→ **Text to read**
# # # # #
Ed: This is a guest post by Kevin Meyer, the President of Factory Strategies Group, which operates Superfactory. He also writes an excellent blog called Evolving Excellence. In this post, Kevin describes how American Apparel unwittingly applies lean practices like short cycle times (concept-to-product in 8 days), integrated QA, cross-functional teams, and more.

American Apparel has long been one of my favorite companies. I love companies that think outside the box, ignore popular wisdom, and, in doing so, teach us some lessons.

Brief background on why I like them so much: this is a $500 million manufacturer of t-shirts, underwear, and the like. Typically low margin products, the kind of thing that usually comes from Asian and Central American sweatshops.

But not at American Apparel. This company makes over 1 million articles of clothing per week, from their one factory in Los Angeles and they grew 40% this year. They pay their 5,000-person workforce significantly above minimum wage (average is $12-$15 per hour), give them full subsidized benefits (such as high quality health care insurance for $8 per week), and they turn a profit.

This should embarrass the heck out of any executive who thinks he has to outsource in order to find effective labor. Or at least call into question his fundamental competence as a leader. If American Apparel can manufacture low margin clothing efficiently enough to beat the sweatshops (in California no less), then anyone should be able to. If they try hard enough.
# # # # #
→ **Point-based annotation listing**
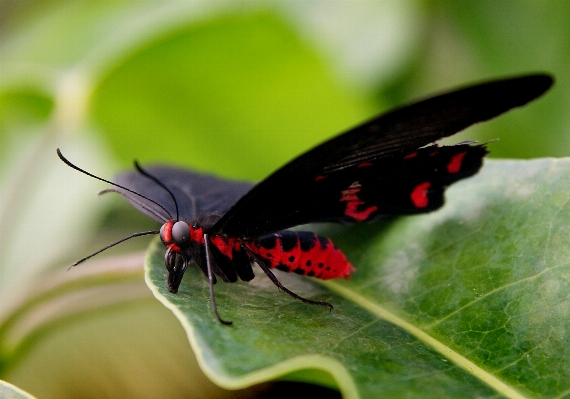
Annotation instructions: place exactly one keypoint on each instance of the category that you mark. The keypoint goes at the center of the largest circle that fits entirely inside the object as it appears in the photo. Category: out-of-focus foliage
(227, 87)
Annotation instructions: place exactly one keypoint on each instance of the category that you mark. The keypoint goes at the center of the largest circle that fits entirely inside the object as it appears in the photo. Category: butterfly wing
(381, 167)
(195, 193)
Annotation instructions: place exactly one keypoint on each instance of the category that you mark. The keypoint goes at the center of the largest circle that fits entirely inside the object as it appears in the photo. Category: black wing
(381, 167)
(195, 193)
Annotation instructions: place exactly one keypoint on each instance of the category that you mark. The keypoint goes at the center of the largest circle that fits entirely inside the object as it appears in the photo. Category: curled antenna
(142, 233)
(68, 163)
(136, 201)
(161, 184)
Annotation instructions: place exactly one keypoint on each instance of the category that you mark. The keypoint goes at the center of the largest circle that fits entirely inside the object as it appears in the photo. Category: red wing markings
(419, 195)
(353, 202)
(454, 165)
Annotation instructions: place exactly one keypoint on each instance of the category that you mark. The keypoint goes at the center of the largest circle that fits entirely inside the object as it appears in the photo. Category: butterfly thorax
(231, 258)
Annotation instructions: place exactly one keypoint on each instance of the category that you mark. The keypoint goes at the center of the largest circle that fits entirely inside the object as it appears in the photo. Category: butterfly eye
(181, 233)
(174, 262)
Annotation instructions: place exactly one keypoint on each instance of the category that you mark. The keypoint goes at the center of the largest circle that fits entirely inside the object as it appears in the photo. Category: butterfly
(388, 166)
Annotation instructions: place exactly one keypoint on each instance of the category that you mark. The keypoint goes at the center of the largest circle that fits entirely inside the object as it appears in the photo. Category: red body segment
(303, 253)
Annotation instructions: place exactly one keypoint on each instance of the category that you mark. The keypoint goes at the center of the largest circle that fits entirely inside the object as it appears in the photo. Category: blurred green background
(235, 88)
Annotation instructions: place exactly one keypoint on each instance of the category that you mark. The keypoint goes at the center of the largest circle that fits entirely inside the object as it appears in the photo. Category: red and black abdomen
(301, 252)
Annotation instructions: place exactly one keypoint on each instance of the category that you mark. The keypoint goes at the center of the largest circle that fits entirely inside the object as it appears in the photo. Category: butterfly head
(177, 237)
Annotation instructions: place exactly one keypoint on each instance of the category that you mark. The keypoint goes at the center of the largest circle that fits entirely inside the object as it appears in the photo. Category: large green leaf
(469, 301)
(9, 391)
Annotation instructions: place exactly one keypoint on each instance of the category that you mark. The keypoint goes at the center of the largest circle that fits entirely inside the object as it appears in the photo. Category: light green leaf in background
(9, 391)
(469, 301)
(239, 88)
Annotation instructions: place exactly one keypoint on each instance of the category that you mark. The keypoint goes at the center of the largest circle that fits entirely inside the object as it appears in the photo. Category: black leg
(272, 277)
(211, 281)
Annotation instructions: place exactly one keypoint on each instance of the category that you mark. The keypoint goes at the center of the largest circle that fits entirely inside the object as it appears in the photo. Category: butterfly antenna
(135, 200)
(161, 184)
(68, 163)
(143, 233)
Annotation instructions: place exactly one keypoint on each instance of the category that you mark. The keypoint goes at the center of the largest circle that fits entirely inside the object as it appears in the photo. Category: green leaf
(469, 301)
(9, 391)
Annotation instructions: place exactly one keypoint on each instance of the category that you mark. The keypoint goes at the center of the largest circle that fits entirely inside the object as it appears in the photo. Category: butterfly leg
(211, 282)
(275, 281)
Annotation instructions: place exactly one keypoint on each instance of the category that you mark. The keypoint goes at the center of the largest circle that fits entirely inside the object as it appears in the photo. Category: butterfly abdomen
(303, 253)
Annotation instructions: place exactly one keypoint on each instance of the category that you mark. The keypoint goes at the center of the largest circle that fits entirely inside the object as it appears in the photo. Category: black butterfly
(390, 165)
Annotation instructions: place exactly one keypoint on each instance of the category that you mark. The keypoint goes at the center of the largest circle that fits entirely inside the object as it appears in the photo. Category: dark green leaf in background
(470, 301)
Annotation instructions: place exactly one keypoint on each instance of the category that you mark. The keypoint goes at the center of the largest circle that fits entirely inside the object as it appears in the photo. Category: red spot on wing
(419, 195)
(360, 215)
(353, 202)
(454, 165)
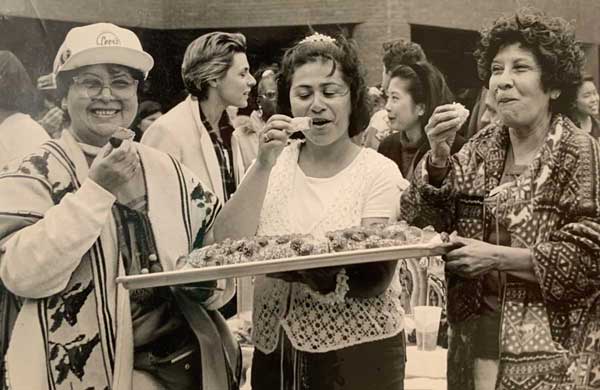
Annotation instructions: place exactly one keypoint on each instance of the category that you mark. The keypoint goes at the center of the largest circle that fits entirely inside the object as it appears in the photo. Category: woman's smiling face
(322, 94)
(402, 111)
(94, 118)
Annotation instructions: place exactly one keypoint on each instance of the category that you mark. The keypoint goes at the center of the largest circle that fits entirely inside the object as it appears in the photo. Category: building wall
(375, 21)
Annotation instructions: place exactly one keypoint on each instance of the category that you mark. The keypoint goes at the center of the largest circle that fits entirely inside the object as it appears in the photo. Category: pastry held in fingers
(463, 113)
(300, 123)
(122, 134)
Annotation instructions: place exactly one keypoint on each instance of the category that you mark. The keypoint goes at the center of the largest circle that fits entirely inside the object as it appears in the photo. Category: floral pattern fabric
(553, 209)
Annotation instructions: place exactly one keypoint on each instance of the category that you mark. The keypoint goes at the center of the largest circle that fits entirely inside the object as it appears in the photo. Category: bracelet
(431, 164)
(339, 294)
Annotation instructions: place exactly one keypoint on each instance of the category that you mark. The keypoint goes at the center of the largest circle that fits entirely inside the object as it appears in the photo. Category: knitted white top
(310, 324)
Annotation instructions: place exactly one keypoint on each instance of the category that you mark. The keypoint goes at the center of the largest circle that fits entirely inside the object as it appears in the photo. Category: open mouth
(104, 112)
(505, 100)
(320, 122)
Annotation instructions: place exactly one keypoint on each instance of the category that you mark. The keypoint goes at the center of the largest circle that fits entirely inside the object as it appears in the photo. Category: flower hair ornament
(318, 37)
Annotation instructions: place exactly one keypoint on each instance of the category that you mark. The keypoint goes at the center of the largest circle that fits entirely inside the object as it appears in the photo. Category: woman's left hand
(472, 258)
(272, 139)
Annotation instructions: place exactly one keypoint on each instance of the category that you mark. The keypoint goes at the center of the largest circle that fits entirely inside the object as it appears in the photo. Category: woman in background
(414, 91)
(585, 108)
# # # # #
→ **To do**
In the post about American Apparel, what is the average hourly pay of the company's workforce? The listing is separate material, unrelated to the post about American Apparel.

→ **Finished task**
$12 to $15 per hour.